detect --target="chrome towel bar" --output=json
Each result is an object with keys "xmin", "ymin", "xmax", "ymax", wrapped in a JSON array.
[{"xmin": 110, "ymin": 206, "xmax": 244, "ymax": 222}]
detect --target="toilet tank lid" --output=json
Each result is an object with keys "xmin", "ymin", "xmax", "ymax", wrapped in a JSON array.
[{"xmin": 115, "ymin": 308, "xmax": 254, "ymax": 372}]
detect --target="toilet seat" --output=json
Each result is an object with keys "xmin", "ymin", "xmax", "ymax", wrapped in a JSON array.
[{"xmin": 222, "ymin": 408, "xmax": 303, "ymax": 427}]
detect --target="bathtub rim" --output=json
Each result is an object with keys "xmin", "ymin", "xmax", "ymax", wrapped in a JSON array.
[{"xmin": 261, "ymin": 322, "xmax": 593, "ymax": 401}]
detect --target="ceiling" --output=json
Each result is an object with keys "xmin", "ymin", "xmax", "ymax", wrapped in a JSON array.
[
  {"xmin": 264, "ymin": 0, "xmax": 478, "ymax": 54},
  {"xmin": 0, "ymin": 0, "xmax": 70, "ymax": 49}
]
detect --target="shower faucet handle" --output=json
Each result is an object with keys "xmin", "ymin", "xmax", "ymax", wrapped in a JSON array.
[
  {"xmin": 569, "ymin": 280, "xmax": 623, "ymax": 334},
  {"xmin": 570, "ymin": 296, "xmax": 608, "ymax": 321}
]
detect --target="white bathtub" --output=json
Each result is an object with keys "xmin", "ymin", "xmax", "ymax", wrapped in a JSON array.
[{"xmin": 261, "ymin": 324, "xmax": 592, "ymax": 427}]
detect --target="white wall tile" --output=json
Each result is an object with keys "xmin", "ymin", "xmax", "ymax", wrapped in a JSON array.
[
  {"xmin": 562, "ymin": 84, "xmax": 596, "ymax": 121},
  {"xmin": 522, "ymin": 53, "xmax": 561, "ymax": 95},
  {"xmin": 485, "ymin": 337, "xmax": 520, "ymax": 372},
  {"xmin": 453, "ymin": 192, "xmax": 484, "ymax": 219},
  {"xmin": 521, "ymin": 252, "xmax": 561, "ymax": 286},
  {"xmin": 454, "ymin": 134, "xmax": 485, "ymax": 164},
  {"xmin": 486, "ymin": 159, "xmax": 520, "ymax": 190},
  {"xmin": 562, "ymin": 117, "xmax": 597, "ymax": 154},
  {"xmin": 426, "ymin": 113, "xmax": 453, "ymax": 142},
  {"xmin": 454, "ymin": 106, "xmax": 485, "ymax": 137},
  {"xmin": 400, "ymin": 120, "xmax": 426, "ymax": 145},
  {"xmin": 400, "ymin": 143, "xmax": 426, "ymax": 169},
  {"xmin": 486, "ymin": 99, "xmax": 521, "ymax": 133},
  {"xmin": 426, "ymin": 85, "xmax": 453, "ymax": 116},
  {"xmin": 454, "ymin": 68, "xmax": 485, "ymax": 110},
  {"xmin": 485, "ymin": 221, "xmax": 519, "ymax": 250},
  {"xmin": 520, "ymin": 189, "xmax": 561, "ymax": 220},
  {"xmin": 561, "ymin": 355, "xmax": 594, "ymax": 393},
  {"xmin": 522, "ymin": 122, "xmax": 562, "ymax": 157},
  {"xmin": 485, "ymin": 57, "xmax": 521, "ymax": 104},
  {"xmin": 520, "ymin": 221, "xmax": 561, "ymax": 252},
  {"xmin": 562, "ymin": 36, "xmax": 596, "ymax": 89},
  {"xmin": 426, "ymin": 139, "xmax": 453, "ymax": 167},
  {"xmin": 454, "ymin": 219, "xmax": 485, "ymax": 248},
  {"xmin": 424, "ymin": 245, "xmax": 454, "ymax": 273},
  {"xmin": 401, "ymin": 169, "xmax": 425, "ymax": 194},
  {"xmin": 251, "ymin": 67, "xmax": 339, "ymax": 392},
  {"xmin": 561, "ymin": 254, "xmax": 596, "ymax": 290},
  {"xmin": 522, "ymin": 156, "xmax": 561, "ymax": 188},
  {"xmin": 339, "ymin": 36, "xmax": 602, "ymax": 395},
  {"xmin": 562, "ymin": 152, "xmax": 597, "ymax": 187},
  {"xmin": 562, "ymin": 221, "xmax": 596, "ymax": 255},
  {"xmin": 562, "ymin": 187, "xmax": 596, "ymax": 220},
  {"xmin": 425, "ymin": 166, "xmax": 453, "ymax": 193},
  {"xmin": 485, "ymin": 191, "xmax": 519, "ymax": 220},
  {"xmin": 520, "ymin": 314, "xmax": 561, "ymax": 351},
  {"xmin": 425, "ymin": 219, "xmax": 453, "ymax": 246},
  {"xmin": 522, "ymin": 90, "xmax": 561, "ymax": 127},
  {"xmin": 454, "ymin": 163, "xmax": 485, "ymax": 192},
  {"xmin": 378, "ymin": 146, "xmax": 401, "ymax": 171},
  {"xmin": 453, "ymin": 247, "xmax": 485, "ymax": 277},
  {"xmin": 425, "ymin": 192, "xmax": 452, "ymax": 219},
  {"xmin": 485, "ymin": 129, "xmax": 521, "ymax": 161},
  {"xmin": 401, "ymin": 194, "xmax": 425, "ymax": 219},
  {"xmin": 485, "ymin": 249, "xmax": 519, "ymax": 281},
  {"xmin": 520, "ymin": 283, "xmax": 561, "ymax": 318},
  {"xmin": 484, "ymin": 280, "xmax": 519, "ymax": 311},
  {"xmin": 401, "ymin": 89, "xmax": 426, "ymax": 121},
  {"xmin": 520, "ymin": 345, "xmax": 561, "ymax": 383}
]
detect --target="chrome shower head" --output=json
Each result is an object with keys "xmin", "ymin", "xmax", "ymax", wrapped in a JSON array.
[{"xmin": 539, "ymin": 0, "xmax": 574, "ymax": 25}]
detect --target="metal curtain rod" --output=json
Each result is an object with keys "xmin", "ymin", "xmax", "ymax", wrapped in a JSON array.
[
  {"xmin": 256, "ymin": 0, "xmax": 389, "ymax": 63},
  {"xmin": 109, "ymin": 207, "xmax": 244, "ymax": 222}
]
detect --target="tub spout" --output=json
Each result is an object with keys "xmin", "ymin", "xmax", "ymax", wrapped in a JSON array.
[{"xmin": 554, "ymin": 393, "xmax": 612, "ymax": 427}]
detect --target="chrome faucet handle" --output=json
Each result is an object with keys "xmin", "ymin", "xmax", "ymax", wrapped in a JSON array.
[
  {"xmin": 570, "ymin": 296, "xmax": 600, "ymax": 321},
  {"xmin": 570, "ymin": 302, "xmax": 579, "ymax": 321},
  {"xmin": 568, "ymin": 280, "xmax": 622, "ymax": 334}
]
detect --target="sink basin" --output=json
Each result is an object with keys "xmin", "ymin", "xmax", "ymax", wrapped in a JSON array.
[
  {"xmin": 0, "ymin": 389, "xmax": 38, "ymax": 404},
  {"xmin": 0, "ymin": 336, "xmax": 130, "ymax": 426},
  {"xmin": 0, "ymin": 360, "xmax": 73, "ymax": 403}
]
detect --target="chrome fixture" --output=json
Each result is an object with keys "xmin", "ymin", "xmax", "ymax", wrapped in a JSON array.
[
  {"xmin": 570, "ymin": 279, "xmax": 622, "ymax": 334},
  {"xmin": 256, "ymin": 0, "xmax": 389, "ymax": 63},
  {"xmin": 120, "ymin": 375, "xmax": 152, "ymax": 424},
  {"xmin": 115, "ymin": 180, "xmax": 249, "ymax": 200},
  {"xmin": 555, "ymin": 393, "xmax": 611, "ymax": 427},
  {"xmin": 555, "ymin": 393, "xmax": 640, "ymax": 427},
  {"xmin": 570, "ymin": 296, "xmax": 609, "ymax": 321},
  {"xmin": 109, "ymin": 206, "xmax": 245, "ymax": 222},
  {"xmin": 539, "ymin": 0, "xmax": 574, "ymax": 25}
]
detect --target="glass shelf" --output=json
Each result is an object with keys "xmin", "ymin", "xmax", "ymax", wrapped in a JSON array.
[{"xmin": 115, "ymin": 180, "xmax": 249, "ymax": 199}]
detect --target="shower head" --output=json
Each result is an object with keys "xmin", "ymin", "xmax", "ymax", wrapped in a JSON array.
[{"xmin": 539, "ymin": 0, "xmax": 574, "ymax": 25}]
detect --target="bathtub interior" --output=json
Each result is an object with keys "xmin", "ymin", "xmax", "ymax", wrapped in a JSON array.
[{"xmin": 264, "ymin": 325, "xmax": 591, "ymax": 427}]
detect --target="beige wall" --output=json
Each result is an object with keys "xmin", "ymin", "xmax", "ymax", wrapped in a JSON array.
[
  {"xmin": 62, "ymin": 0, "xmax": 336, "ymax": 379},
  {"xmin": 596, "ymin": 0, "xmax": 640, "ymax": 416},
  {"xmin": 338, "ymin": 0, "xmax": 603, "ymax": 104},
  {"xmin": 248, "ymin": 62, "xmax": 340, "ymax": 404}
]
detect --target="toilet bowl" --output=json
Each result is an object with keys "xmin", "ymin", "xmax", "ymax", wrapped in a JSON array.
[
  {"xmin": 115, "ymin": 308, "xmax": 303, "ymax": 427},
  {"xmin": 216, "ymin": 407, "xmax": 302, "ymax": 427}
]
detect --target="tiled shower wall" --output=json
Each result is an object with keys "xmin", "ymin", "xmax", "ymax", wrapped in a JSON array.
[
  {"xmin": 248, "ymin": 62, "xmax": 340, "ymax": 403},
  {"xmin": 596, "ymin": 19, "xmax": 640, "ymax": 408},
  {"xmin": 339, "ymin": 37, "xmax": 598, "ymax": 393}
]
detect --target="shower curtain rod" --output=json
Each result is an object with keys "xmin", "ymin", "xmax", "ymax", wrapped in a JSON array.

[Assignment] Look through the entries. Copy out each line with "chrome" in it.

[Answer space]
detect --target="chrome towel bar" --output=json
detect --target="chrome shower head" --output=json
detect --target="chrome faucet handle" --output=json
detect --target="chrome fixture" --output=json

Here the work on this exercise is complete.